2006 – Odyssee im Chat-Raum

Bands kommen jetzt schon vom Internet bis auf Platz eins - warum wird Myspace trotzdem verklagt?

Alles wird neu sein, wenn ein Mann aus Kirgisien das Pariser Olympia ausverkauft, weil alle die Shakira-Parodien mal in echt sehen wollen, die sie aus seinen Youtube-Videos kennen. Die Welttour wird er ohne große Konzertagentur organisiert haben, die Termine stehen nur auf seiner Myspace-Page. Die Werbe-Sticker auf Berliner Straßenlaternen klebt ein Street-Team, das spontan von einem argentinischen Fan rekrutiert wird.

Ein Szenario, das man sich unter Einfluss der Internet-Euphoriemeldungen des Jahres 2006 zusammenfiebern könnte. Warum es trotzdem so unvorstellbar klingt? Weil das Internet zwar ein Medium für Massen ist – aber kein Massenmedium. Der so genannte Boom des dezentralistischen Web 2.0 hat diese Entwicklung noch befeuert, trotz der obszönen Geldsummen, die hier reingesteckt wurden und irgendwie wohl wieder rauskommen müssen. Als alte Fernseher und Zeitungsleser können wir halt schlecht umdenken, und deshalb werden immer die Großphänomene hergenommen, um zu beweisen, wie relevant die neuen Netzwerke sind: Die Arctic Monkeys feierten eines der am schnellsten verkauften Alben der britischen Geschichte – ihren Erfolg, so sagt man, verdanken sie dem Internet. Das Duo Gnarls Barkley kam, wieder im sonderbar fortschrittlichen England, auf Nummer eins, obwohl es ihre Single erst nur als Download gab. Beck stellte sein Album vor Veröffentlichung komplett auf die Video-Seite Youtube, zum Anschauen und Nebenbeihören.

::::::::

Wo stellte Beck laut dem Text über das Internetjahr 2006 sein Album vor der Veröffentlichung komplett ein?

### Datenliste
::::::::

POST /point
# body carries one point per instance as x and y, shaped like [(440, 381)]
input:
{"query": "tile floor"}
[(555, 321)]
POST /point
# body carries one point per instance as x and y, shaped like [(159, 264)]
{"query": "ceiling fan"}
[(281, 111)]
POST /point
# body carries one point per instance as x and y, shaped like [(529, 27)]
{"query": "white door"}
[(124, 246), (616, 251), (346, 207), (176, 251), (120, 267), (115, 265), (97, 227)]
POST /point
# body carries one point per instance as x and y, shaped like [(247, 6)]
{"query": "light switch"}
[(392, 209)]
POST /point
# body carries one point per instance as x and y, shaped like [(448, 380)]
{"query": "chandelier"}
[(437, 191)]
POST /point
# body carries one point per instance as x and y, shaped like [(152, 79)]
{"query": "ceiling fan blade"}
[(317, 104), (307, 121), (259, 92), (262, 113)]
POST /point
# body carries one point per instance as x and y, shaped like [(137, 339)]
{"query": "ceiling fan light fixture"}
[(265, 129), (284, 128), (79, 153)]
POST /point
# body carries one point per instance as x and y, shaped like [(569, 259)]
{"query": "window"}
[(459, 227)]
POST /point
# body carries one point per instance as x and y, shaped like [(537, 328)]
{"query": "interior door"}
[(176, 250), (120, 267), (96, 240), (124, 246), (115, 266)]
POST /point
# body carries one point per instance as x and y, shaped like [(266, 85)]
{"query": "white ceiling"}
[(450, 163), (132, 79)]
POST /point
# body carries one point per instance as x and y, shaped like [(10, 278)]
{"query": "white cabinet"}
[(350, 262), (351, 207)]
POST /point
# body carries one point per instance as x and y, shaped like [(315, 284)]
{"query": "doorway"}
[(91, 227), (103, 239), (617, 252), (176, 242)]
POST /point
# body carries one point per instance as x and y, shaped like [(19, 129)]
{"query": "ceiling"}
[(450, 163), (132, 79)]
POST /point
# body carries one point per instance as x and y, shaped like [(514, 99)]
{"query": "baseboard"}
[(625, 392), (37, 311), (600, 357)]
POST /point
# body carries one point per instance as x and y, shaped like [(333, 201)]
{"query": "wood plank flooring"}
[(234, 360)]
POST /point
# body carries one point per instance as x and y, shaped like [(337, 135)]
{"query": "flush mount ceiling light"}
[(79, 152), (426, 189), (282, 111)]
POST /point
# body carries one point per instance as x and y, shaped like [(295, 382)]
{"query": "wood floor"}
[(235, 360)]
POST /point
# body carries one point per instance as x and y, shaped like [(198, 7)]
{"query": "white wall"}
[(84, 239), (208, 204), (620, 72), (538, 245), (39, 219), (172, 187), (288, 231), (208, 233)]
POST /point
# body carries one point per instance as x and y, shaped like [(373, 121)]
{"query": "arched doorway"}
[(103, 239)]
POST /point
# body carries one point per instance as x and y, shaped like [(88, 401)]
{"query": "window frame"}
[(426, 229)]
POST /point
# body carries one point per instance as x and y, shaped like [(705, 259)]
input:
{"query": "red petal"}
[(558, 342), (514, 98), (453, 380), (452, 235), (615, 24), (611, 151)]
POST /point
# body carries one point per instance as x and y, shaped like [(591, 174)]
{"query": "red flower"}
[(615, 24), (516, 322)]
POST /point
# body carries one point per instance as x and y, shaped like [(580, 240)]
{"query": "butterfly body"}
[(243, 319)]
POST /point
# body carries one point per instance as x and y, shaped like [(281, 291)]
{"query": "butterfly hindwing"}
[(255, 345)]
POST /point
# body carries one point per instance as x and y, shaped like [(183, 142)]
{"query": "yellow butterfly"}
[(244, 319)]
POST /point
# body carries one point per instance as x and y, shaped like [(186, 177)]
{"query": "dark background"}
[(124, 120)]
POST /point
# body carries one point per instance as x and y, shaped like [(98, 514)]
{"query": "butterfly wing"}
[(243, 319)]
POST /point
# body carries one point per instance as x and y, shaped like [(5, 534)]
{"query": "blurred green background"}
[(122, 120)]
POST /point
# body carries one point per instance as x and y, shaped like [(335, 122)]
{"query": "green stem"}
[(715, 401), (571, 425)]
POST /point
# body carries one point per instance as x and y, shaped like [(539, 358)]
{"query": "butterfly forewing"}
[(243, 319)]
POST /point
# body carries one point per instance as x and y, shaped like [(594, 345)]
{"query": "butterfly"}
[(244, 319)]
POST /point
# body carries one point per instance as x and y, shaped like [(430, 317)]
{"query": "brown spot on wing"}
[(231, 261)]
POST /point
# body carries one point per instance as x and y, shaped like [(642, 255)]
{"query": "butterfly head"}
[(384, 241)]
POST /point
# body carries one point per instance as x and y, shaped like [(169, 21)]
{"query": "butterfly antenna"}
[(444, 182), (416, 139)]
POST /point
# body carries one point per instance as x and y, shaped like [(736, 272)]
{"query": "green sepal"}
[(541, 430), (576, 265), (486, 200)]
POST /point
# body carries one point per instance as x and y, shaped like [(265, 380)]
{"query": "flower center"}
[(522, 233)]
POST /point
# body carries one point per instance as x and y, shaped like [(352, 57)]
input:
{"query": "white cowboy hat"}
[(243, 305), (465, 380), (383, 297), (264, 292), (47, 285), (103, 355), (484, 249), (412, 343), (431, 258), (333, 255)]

::::::::

### Antwortfeld
Auf der Video-Seite Youtube.